INSTRUCTIONS TO FOLLOW: The entire listing below must be written out word for word.

DATA FOR THIS TASK:
____

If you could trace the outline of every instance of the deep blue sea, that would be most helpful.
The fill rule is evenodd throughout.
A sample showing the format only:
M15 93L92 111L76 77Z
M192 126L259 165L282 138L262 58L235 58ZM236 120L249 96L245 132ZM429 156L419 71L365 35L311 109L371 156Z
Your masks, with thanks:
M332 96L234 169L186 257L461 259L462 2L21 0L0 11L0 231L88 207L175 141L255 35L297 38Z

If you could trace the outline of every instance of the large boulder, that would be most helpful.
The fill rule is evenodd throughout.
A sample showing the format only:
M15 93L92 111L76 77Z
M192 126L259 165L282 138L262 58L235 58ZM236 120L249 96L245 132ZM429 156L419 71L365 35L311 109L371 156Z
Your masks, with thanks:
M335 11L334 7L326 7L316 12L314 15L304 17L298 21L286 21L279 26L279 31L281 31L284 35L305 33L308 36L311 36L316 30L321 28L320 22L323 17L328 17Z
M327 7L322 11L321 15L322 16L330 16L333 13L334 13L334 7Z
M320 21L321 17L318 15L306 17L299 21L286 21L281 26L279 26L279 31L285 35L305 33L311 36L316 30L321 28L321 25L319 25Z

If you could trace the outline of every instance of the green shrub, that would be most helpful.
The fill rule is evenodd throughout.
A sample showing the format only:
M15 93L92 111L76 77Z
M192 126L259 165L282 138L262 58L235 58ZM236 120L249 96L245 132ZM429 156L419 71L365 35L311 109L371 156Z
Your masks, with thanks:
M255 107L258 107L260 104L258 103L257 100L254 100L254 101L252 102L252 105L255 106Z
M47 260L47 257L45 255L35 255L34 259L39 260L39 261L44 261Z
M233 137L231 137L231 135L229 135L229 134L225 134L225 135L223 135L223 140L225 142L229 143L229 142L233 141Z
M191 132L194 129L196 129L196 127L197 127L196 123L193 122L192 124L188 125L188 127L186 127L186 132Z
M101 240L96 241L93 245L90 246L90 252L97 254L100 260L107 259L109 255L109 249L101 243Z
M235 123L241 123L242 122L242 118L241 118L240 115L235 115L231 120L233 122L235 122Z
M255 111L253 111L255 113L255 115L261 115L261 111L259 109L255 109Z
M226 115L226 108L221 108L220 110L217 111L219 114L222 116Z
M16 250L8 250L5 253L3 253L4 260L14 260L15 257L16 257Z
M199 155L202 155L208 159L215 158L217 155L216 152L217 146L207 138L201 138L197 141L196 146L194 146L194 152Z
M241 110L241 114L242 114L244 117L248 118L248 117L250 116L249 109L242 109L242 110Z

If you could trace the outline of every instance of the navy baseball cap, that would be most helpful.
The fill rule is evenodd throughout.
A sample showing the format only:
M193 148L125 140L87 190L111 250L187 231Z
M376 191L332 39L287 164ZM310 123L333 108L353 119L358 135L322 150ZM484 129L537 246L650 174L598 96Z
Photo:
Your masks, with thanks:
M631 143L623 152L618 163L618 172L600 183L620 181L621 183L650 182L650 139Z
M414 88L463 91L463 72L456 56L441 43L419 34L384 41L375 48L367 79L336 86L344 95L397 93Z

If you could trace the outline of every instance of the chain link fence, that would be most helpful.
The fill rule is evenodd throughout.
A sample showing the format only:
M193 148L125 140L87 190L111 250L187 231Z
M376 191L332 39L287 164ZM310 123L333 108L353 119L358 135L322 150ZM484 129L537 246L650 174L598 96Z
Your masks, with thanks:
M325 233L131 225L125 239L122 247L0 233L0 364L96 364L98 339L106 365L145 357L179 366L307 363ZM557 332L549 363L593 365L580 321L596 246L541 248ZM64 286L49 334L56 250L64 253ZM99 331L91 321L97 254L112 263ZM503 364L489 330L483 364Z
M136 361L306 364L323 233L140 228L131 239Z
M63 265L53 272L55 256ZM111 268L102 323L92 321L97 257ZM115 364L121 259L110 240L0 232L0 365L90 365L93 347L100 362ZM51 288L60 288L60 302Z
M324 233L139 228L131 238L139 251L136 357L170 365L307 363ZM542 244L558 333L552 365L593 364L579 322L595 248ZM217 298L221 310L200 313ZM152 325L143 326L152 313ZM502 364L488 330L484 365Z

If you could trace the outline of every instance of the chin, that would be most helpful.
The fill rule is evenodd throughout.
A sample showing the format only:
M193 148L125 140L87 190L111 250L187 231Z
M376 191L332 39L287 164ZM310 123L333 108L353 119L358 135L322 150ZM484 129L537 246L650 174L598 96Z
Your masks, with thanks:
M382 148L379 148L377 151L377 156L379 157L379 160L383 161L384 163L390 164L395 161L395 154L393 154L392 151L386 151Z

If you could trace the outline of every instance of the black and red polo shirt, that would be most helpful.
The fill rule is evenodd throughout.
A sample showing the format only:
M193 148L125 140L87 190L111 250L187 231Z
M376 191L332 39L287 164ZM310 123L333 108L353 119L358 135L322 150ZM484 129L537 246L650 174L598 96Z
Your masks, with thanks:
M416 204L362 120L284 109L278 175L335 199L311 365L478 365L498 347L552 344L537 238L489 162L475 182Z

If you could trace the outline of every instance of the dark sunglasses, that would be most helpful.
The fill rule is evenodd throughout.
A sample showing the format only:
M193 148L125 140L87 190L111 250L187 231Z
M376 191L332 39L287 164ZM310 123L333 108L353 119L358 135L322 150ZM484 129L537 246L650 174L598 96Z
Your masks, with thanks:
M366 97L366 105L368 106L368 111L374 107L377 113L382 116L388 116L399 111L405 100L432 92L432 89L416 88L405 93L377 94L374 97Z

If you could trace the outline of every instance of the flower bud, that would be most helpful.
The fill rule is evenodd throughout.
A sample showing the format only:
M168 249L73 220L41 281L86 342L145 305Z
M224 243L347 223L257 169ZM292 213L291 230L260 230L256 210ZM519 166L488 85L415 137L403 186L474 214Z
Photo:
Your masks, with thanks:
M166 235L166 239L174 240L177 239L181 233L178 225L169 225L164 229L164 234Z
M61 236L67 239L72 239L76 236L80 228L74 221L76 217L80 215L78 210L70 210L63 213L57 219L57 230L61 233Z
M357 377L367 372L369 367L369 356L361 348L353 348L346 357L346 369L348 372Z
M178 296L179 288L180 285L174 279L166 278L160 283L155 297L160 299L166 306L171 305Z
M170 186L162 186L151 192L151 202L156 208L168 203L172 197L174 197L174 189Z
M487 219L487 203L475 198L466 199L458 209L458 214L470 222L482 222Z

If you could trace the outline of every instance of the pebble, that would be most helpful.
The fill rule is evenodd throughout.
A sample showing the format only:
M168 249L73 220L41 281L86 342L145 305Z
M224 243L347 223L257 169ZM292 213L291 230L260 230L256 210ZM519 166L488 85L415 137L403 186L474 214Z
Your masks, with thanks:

____

WRITTEN SOLUTION:
If you could trace the outline of every instance of the deep blue sea, that would be most helpful.
The fill rule is evenodd throughout.
A sample showing the format only:
M15 93L92 111L76 77Z
M192 126L259 165L282 138L262 58L235 58ZM236 120L249 96L245 132ZM429 156L419 71L365 35L311 109L371 156Z
Your masks, with thanks:
M332 96L234 169L186 257L461 259L462 2L21 0L0 11L0 231L88 207L175 141L255 35L297 38Z

If you could trace the outline of every instance of the large boulder, that would be most helpful.
The fill rule is evenodd throughout.
A sample showing the format only:
M15 93L92 111L76 77Z
M192 126L259 165L282 138L262 58L235 58ZM236 120L249 96L245 132ZM429 156L419 71L365 35L311 109L371 156Z
Your masks, with thanks:
M335 11L334 7L326 7L316 12L314 15L304 17L298 21L286 21L279 26L279 31L281 31L284 35L305 33L308 36L311 36L316 30L321 28L320 22L323 17L328 17Z
M327 7L322 11L321 15L322 16L330 16L333 13L334 13L334 7Z
M320 21L321 17L318 15L306 17L299 21L286 21L281 26L279 26L279 31L285 35L305 33L311 36L316 30L321 28L321 25L319 25Z

If you could trace the outline of every instance of the green shrub, that would be most helpful.
The fill rule is evenodd throughout.
A sample showing the format only:
M15 93L92 111L76 77Z
M192 126L259 165L282 138L262 58L235 58ZM236 120L249 96L245 132ZM429 156L419 71L365 35L311 109L371 156Z
Your masks, with thanks:
M255 107L258 107L260 104L258 103L257 100L254 100L254 101L252 102L252 105L255 106Z
M47 260L47 257L45 255L35 255L34 259L39 260L39 261L44 261Z
M233 137L231 137L231 135L229 135L229 134L225 134L225 135L223 135L223 140L225 142L229 143L229 142L233 141Z
M191 132L194 129L196 129L196 127L197 127L196 123L193 122L192 124L188 125L188 127L186 127L186 132Z
M101 240L96 241L93 245L90 246L90 252L97 254L100 260L107 259L109 255L109 249L101 243Z
M235 123L241 123L242 122L242 118L241 118L240 115L235 115L231 120L233 122L235 122Z
M255 111L253 111L255 113L255 115L261 115L261 111L259 109L255 109Z
M226 115L226 108L221 108L220 110L217 111L219 114L222 116Z
M16 250L8 250L5 253L3 253L4 260L14 260L15 257L16 257Z
M199 155L202 155L208 159L215 158L217 155L216 152L217 146L207 138L201 138L197 141L196 146L194 146L194 152Z
M241 110L241 114L242 114L244 117L248 118L248 117L250 116L249 109L242 109L242 110Z

If you could trace the outline of every instance of the navy baseball cap, that would be most helpful.
The fill rule is evenodd throughout.
A sample showing the format only:
M193 148L125 140L87 190L111 250L187 231Z
M376 191L332 39L287 164ZM310 123L333 108L353 119L358 135L322 150ZM484 129L537 246L650 174L598 96Z
Photo:
Your masks, with thanks:
M631 143L623 152L618 163L618 172L600 183L620 181L621 183L650 182L650 139Z
M414 88L463 91L463 72L456 56L441 43L419 34L384 41L375 48L367 79L336 86L344 95L397 93Z

If you could trace the outline of every instance of the chain link fence, that would be most helpful.
The fill rule is evenodd throughout.
A sample showing the format only:
M193 148L125 140L87 190L111 250L187 231Z
M376 191L332 39L287 164ZM310 123L333 108L353 119L358 135L322 150ZM484 129L537 246L650 174L598 96Z
Your masks, with thanks:
M325 233L131 225L125 239L122 247L0 233L0 364L96 364L98 339L106 365L145 357L179 366L307 363ZM557 332L549 363L593 365L580 321L596 246L541 248ZM64 286L49 334L56 250L64 253ZM99 331L91 321L97 254L112 263ZM503 364L489 330L483 364Z
M136 361L306 364L323 233L140 228L131 239Z
M63 265L53 272L55 256ZM111 268L102 323L92 321L97 257ZM115 364L121 259L110 240L0 232L0 365L90 365L93 347L100 362ZM51 288L60 288L60 302Z
M324 233L139 228L131 238L139 251L136 357L170 365L307 363ZM542 244L558 333L552 365L593 364L579 322L595 248ZM217 298L221 310L200 313ZM152 325L143 326L152 313ZM502 364L488 330L484 365Z

If you could trace the outline of every instance of the chin, that would be most helpful.
The fill rule is evenodd throughout.
A sample showing the format only:
M193 148L125 140L87 190L111 250L187 231Z
M376 191L332 39L287 164ZM310 123L333 108L353 119L358 135L322 150ZM484 129L537 246L650 174L598 96Z
Your masks, with thanks:
M382 148L379 148L377 151L377 156L379 157L379 160L383 161L384 163L390 164L395 161L395 154L393 154L392 151L386 151Z

If you could trace the outline of every instance of the black and red polo shirt, that would be most helpful.
The fill rule is evenodd throughout.
A sample showing the format only:
M193 148L125 140L87 190L111 250L187 231Z
M376 191L332 39L287 164ZM310 123L333 108L353 119L358 135L322 150ZM484 129L537 246L650 174L598 96Z
Your masks, with thanks:
M416 204L362 120L284 109L278 175L335 199L311 365L478 365L498 347L552 344L537 238L489 162L475 182Z

If you could trace the outline of every instance of the dark sunglasses, that would be most helpful.
The fill rule is evenodd throughout.
A sample showing the format only:
M193 148L125 140L87 190L111 250L187 231Z
M376 191L332 39L287 164ZM310 123L333 108L353 119L358 135L322 150ZM484 129L537 246L650 174L598 96Z
Your masks, with thanks:
M366 97L366 105L368 106L368 111L374 107L377 113L382 116L388 116L399 111L405 100L432 92L432 89L416 88L405 93L377 94L374 97Z

If you could trace the outline of every instance of the flower bud, that would be most helpful.
The fill rule is evenodd throughout.
A sample showing the format only:
M168 249L73 220L41 281L86 342L145 305Z
M224 243L347 223L257 169ZM292 213L291 230L260 230L256 210ZM519 166L488 85L415 137L403 186L474 214Z
Photo:
Your masks, with thanks:
M166 235L166 239L174 240L177 239L181 233L178 225L169 225L164 229L164 234Z
M61 236L67 239L72 239L76 236L80 228L74 221L76 217L80 215L78 210L70 210L63 213L57 219L57 230L61 233Z
M357 377L367 372L369 367L369 356L361 348L353 348L346 357L346 369L348 372Z
M178 296L179 288L180 285L174 279L166 278L160 283L155 297L160 299L166 306L171 305Z
M170 186L162 186L151 192L151 202L156 208L168 203L172 197L174 197L174 189Z
M487 219L487 203L475 198L466 199L458 209L458 214L470 222L482 222Z

If you could trace the outline of every instance of the pebble, that would be most helpful.
The fill rule is evenodd throughout.
A sample showing the format only:
M168 249L73 220L41 281L86 342L145 305Z
M224 243L347 223L257 169ZM292 213L291 230L260 230L256 210ZM519 166L488 85L415 137L403 186L474 214Z
Your masks, with thanks:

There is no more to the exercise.